> _GIVEN REQUEST_: How many lines of the material below contain the string "cliff"? Case counts. Reply with the number alone.
* Begin *
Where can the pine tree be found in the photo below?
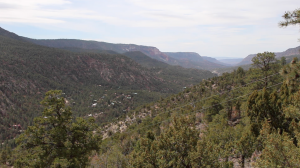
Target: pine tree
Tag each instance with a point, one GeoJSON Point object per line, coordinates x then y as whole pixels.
{"type": "Point", "coordinates": [263, 62]}
{"type": "Point", "coordinates": [55, 140]}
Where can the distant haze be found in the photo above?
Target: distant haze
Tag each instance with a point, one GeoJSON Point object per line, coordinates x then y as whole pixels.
{"type": "Point", "coordinates": [214, 28]}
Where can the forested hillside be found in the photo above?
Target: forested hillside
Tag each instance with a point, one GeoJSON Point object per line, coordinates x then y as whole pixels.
{"type": "Point", "coordinates": [245, 118]}
{"type": "Point", "coordinates": [101, 84]}
{"type": "Point", "coordinates": [239, 119]}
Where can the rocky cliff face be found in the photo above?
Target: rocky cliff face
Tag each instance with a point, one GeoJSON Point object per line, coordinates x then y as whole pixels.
{"type": "Point", "coordinates": [288, 52]}
{"type": "Point", "coordinates": [186, 60]}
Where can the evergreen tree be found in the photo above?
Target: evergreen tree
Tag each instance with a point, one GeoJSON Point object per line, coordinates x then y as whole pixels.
{"type": "Point", "coordinates": [55, 140]}
{"type": "Point", "coordinates": [262, 106]}
{"type": "Point", "coordinates": [263, 62]}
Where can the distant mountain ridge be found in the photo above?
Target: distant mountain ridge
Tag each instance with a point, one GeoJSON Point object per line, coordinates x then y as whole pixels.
{"type": "Point", "coordinates": [152, 52]}
{"type": "Point", "coordinates": [215, 60]}
{"type": "Point", "coordinates": [192, 59]}
{"type": "Point", "coordinates": [288, 52]}
{"type": "Point", "coordinates": [28, 70]}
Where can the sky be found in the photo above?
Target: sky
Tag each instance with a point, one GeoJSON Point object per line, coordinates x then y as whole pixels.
{"type": "Point", "coordinates": [215, 28]}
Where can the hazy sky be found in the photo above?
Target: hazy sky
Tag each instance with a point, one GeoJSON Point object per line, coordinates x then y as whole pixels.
{"type": "Point", "coordinates": [216, 28]}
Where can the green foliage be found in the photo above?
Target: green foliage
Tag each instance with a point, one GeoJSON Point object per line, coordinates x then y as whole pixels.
{"type": "Point", "coordinates": [282, 61]}
{"type": "Point", "coordinates": [291, 18]}
{"type": "Point", "coordinates": [213, 107]}
{"type": "Point", "coordinates": [55, 140]}
{"type": "Point", "coordinates": [173, 148]}
{"type": "Point", "coordinates": [263, 62]}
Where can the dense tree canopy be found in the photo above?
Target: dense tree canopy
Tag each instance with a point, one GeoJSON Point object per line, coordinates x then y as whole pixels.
{"type": "Point", "coordinates": [55, 140]}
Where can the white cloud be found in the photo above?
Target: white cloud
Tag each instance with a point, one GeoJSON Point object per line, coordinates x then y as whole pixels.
{"type": "Point", "coordinates": [213, 28]}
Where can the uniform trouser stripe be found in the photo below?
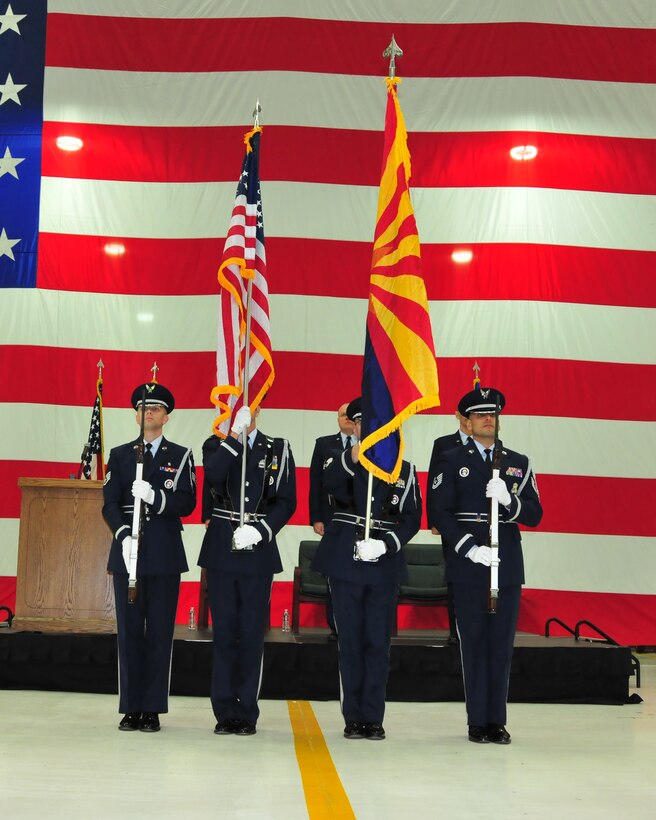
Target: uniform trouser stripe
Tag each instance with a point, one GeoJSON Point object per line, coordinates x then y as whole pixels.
{"type": "Point", "coordinates": [486, 647]}
{"type": "Point", "coordinates": [145, 641]}
{"type": "Point", "coordinates": [364, 615]}
{"type": "Point", "coordinates": [239, 604]}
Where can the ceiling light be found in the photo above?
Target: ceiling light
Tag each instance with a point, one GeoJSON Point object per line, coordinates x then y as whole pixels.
{"type": "Point", "coordinates": [523, 152]}
{"type": "Point", "coordinates": [69, 143]}
{"type": "Point", "coordinates": [114, 249]}
{"type": "Point", "coordinates": [462, 256]}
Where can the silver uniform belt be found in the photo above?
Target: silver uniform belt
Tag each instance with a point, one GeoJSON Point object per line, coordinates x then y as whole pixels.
{"type": "Point", "coordinates": [359, 521]}
{"type": "Point", "coordinates": [232, 515]}
{"type": "Point", "coordinates": [477, 518]}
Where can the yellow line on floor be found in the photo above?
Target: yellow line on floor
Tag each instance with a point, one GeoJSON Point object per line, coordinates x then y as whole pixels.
{"type": "Point", "coordinates": [324, 793]}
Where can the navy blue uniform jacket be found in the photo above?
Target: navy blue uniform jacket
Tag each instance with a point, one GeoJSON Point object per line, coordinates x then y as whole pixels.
{"type": "Point", "coordinates": [440, 446]}
{"type": "Point", "coordinates": [319, 498]}
{"type": "Point", "coordinates": [399, 503]}
{"type": "Point", "coordinates": [173, 477]}
{"type": "Point", "coordinates": [458, 506]}
{"type": "Point", "coordinates": [270, 457]}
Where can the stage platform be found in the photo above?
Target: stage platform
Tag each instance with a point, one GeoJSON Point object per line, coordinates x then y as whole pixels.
{"type": "Point", "coordinates": [424, 666]}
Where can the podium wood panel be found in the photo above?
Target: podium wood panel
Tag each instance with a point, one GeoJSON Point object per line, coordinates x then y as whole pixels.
{"type": "Point", "coordinates": [62, 583]}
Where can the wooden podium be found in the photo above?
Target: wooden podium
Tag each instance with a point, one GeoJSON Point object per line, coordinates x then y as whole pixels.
{"type": "Point", "coordinates": [62, 583]}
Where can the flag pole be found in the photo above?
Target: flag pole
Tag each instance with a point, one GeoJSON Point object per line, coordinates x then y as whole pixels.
{"type": "Point", "coordinates": [101, 432]}
{"type": "Point", "coordinates": [249, 296]}
{"type": "Point", "coordinates": [392, 51]}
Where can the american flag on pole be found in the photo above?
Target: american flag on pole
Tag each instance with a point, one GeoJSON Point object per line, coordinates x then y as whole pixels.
{"type": "Point", "coordinates": [399, 377]}
{"type": "Point", "coordinates": [92, 465]}
{"type": "Point", "coordinates": [244, 261]}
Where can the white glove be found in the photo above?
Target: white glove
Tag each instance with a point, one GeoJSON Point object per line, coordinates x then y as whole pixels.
{"type": "Point", "coordinates": [481, 555]}
{"type": "Point", "coordinates": [496, 488]}
{"type": "Point", "coordinates": [242, 419]}
{"type": "Point", "coordinates": [246, 536]}
{"type": "Point", "coordinates": [142, 489]}
{"type": "Point", "coordinates": [126, 549]}
{"type": "Point", "coordinates": [371, 550]}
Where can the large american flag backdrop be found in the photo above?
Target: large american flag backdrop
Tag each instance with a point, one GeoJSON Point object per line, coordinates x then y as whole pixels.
{"type": "Point", "coordinates": [556, 305]}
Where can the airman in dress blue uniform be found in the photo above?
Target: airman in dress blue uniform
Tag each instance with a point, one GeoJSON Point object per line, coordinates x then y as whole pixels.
{"type": "Point", "coordinates": [364, 577]}
{"type": "Point", "coordinates": [241, 562]}
{"type": "Point", "coordinates": [168, 490]}
{"type": "Point", "coordinates": [321, 501]}
{"type": "Point", "coordinates": [440, 446]}
{"type": "Point", "coordinates": [459, 490]}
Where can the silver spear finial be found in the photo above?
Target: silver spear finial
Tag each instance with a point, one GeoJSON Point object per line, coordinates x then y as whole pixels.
{"type": "Point", "coordinates": [392, 51]}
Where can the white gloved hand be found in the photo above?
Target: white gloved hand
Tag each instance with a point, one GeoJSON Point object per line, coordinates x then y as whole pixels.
{"type": "Point", "coordinates": [126, 548]}
{"type": "Point", "coordinates": [246, 536]}
{"type": "Point", "coordinates": [496, 488]}
{"type": "Point", "coordinates": [481, 555]}
{"type": "Point", "coordinates": [371, 550]}
{"type": "Point", "coordinates": [242, 419]}
{"type": "Point", "coordinates": [142, 489]}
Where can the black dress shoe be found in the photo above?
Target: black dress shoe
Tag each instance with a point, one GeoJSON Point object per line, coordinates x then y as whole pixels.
{"type": "Point", "coordinates": [496, 733]}
{"type": "Point", "coordinates": [243, 727]}
{"type": "Point", "coordinates": [478, 734]}
{"type": "Point", "coordinates": [354, 730]}
{"type": "Point", "coordinates": [130, 722]}
{"type": "Point", "coordinates": [224, 727]}
{"type": "Point", "coordinates": [374, 731]}
{"type": "Point", "coordinates": [149, 722]}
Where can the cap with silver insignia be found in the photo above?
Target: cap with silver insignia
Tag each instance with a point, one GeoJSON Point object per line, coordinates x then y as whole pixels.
{"type": "Point", "coordinates": [354, 410]}
{"type": "Point", "coordinates": [481, 400]}
{"type": "Point", "coordinates": [155, 394]}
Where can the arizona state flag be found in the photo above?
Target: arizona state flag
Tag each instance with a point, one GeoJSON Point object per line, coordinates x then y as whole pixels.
{"type": "Point", "coordinates": [400, 373]}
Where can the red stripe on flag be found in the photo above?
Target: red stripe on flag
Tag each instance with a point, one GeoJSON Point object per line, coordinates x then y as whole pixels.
{"type": "Point", "coordinates": [577, 396]}
{"type": "Point", "coordinates": [553, 273]}
{"type": "Point", "coordinates": [439, 160]}
{"type": "Point", "coordinates": [291, 44]}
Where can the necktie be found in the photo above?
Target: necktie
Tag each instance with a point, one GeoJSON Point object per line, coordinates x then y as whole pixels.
{"type": "Point", "coordinates": [148, 457]}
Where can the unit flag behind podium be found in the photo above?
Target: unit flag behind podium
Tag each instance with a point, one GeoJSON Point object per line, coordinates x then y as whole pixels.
{"type": "Point", "coordinates": [92, 461]}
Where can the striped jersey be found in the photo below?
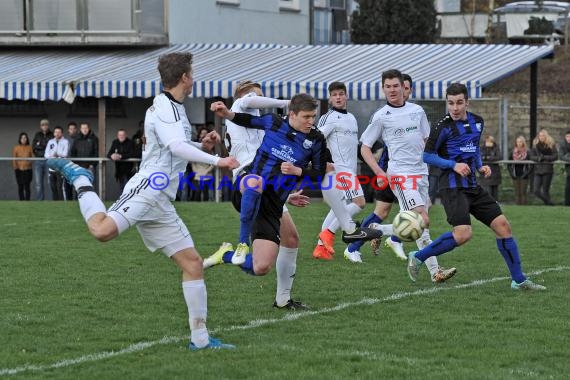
* End *
> _CORRECT RESPONSE_: 2